> GOAL
Output every line of the rows below as a JSON list of strings, one string per line, leaving out blank lines.

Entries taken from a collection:
* begin *
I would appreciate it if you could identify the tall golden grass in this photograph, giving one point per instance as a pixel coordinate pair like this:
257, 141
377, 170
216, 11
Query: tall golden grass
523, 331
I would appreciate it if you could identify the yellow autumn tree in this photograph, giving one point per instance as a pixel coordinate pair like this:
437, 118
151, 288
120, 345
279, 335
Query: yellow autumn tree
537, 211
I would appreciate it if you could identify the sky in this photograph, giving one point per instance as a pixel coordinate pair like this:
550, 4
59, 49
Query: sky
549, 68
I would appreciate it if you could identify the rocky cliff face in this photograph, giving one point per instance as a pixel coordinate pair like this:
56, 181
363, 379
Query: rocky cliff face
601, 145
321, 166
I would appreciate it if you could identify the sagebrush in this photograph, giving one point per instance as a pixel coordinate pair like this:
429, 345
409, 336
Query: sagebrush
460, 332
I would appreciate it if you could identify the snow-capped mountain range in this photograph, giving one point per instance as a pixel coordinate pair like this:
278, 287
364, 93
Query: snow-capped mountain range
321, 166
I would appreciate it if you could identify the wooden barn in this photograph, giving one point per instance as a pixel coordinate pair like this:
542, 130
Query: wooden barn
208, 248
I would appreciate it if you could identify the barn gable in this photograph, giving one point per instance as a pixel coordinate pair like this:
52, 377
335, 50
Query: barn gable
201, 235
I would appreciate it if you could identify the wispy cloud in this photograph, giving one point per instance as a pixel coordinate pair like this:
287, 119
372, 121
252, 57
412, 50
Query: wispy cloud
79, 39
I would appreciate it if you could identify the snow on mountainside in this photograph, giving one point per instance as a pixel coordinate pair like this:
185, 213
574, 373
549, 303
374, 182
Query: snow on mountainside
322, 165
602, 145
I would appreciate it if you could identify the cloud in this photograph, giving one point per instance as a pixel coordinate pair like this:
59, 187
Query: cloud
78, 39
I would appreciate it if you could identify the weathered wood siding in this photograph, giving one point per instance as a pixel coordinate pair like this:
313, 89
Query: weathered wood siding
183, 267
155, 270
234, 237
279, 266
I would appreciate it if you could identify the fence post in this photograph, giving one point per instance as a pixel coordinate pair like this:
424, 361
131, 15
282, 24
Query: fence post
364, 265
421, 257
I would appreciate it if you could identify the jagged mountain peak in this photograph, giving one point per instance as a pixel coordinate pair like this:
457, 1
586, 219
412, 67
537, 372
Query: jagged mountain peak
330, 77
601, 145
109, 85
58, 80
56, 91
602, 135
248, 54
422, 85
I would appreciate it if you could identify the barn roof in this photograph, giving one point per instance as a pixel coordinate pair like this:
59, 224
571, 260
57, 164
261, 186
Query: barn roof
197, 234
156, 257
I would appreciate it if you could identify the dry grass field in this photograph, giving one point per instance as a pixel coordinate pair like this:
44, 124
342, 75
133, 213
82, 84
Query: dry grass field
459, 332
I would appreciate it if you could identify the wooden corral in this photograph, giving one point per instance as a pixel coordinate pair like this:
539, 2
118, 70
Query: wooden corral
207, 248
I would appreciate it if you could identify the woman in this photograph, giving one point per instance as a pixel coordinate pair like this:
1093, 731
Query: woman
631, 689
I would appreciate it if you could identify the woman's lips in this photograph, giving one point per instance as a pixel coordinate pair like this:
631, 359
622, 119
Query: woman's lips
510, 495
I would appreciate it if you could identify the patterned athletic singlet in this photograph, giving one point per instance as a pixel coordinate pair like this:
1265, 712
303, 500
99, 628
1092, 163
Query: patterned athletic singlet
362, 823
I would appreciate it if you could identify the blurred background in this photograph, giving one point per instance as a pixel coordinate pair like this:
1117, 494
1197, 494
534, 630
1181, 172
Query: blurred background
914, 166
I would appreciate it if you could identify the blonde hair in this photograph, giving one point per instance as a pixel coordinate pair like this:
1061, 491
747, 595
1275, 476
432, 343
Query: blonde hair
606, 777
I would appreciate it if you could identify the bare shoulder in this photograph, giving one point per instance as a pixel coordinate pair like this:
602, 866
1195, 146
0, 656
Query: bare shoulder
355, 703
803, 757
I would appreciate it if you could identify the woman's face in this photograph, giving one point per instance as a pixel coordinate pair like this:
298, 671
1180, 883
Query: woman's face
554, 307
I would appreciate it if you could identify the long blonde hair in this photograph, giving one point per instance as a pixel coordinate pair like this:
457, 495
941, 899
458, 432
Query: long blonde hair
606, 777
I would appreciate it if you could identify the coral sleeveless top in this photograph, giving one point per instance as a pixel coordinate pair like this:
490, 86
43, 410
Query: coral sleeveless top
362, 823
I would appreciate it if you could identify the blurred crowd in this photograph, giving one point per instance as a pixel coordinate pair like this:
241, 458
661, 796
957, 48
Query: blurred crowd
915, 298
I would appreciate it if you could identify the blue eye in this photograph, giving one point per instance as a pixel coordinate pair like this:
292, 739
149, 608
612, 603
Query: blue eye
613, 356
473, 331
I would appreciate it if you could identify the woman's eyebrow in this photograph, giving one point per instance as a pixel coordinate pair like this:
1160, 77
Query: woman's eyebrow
* end *
> EXERCISE RESPONSE
[
  "I would appreciate it if you could identify the tall golden grass in this photograph, giving one point per instance as a pixel coordinate pair like this:",
  "257, 141",
  "377, 170",
  "216, 11",
  "Query: tall golden grass",
  "523, 331",
  "I would appreciate it if you could identify the yellow autumn tree in this photograph, giving one point per instance as a pixel coordinate pair like this:",
  "437, 118",
  "151, 288",
  "120, 345",
  "279, 335",
  "Query: yellow autumn tree",
  "537, 211",
  "I would appreciate it if you could identify the sky in this photograph, giving one point per instance as a pixel coordinate pair like this:",
  "550, 4",
  "59, 49",
  "Query: sky",
  "549, 68",
  "I would appreciate it if you could identify the rocky cliff face in this photograph, giving one point per instance as a pixel coordinate pair like this:",
  "56, 181",
  "363, 379",
  "Query: rocky cliff face",
  "601, 145",
  "321, 166",
  "I would appreciate it if you could identify the sagebrush in this photograph, giving one point per instance as a pixel coordinate pair like this:",
  "429, 345",
  "409, 336",
  "Query: sagebrush",
  "460, 332",
  "I would appreciate it if you could identify the snow-capped mountain range in this photograph, giving one point per instance as a pixel coordinate pair like this:",
  "278, 287",
  "364, 93",
  "Query: snow-capped mountain range",
  "321, 166",
  "I would appreciate it if you could identify the wooden barn in this photograph, giving one point per instance as a pixel coordinate pair like this:",
  "542, 130",
  "Query: wooden barn",
  "208, 248",
  "I would appreciate it if you could identify the barn gable in this photograph, giving one point per instance as a pixel coordinate pair like this:",
  "52, 377",
  "335, 50",
  "Query: barn gable",
  "201, 235",
  "I would appreciate it if you could identify the wispy cloud in this photograph, giving one point per instance as a pixel coordinate pair like this:",
  "287, 119",
  "372, 121",
  "252, 57",
  "412, 50",
  "Query: wispy cloud",
  "79, 39",
  "I would appreciate it if you could identify the snow on mountainside in this photograph, giving one point per instance as a pixel coordinate pair like this:",
  "185, 213",
  "574, 373",
  "549, 303",
  "374, 182",
  "Query: snow on mountainside",
  "322, 165",
  "602, 145",
  "I would appreciate it if you could identify the cloud in this photograph, giving one point per instance as a pixel coordinate pair like this:",
  "59, 187",
  "Query: cloud",
  "78, 39",
  "I would appreciate it if you could identify the weathered wood siding in this photograph, giving one point per instance as a pixel coordinate pair like this:",
  "313, 89",
  "Query: weathered wood siding",
  "183, 267",
  "155, 270",
  "234, 237",
  "279, 266",
  "I would appreciate it if you could identify the fence post in this photograph, giving one point per instance as a pixel coordinate pair like this:",
  "424, 361",
  "131, 15",
  "282, 24",
  "Query: fence post",
  "364, 265",
  "421, 257",
  "I would appreciate it if you could identify the jagged mountain peak in this photograph, giving one point per instance as a pixel coordinate pair like this:",
  "457, 1",
  "586, 219",
  "412, 67",
  "537, 372",
  "Query: jagged mountain peak",
  "330, 77",
  "601, 145",
  "109, 85",
  "58, 80",
  "56, 91",
  "602, 135",
  "248, 54",
  "422, 85",
  "I would appreciate it if you could identify the barn roof in this photograph, giving one point per instance as a pixel coordinate pair like this:",
  "59, 224",
  "571, 260",
  "57, 164",
  "261, 186",
  "Query: barn roof",
  "197, 234",
  "156, 257",
  "I would appreciate it if you could identify the dry grass field in this photograph, giving one point per instance as a pixel coordinate pair like this:",
  "44, 124",
  "342, 75",
  "133, 213",
  "82, 84",
  "Query: dry grass field",
  "459, 332",
  "I would appreciate it if you could identify the wooden corral in this photograph, giving one point per instance as a pixel coordinate pair like this:",
  "539, 2",
  "118, 70",
  "Query: wooden corral",
  "207, 248",
  "I would appreciate it if you could identify the woman in this photograph, giving one point per instance as a pixel coordinate pair like this:",
  "1093, 731",
  "Query: woman",
  "631, 689",
  "I would appreciate it if you could identify the woman's lips in this photograph, giving one point per instance as a pixel coordinate pair like this:",
  "631, 359",
  "622, 119",
  "Query: woman's lips",
  "510, 495",
  "I would appreciate it if you could identify the patterned athletic singlet in this photograph, giving one point per instance as a pixel coordinate pair like this:",
  "1265, 712",
  "303, 500",
  "99, 628",
  "1092, 163",
  "Query: patterned athletic singlet",
  "362, 823",
  "I would appreciate it if you could identify the blurred background in this photograph, giving one point per instance as a pixel coordinate pair like this:",
  "1117, 494",
  "1197, 494",
  "534, 630",
  "1181, 172",
  "Query: blurred background",
  "914, 166",
  "I would appreciate it if you could identify the blonde hair in this photograph, giving one point per instance as a pixel coordinate pair like this:",
  "1061, 491",
  "747, 595",
  "1275, 476",
  "432, 343",
  "Query: blonde hair",
  "606, 777",
  "I would appreciate it if you could identify the bare shoulder in this photograph, giving one point per instance as a pixel coordinate pair like this:",
  "602, 866",
  "1195, 146",
  "0, 656",
  "Query: bare shoulder",
  "355, 703",
  "803, 757",
  "I would appreciate it if you could identify the woman's face in this photograph, giving one point per instance as a pixel coordinate pair like this:",
  "298, 671",
  "1180, 883",
  "Query: woman's face",
  "554, 307",
  "I would appreciate it if you could identify the long blonde hair in this photograph, giving one point per instance as a pixel coordinate pair like this:",
  "457, 495",
  "941, 899",
  "458, 432",
  "Query: long blonde hair",
  "606, 777",
  "I would appreciate it if you could identify the coral sleeveless top in this photograph, giving one point per instance as a pixel coordinate pair like this:",
  "490, 86",
  "43, 410",
  "Query: coral sleeveless top",
  "362, 823",
  "I would appreciate it if you could identify the blurred crowd in this photograph, giving one point per instance as a pixel coordinate pair like this:",
  "241, 458",
  "661, 796",
  "957, 48",
  "Query: blurred crowd",
  "915, 298",
  "I would appreciate it if you could identify the blue eye in this photograph, giving one point per instance as a pixel coordinate pair like this:",
  "292, 739",
  "149, 608",
  "612, 603",
  "Query: blue eye",
  "613, 356",
  "473, 331",
  "I would appreciate it if you could identify the woman's eyebrow in this photograph, giving one point per instance as a pixel coordinate pair like this:",
  "1160, 77",
  "Query: woman's eyebrow"
]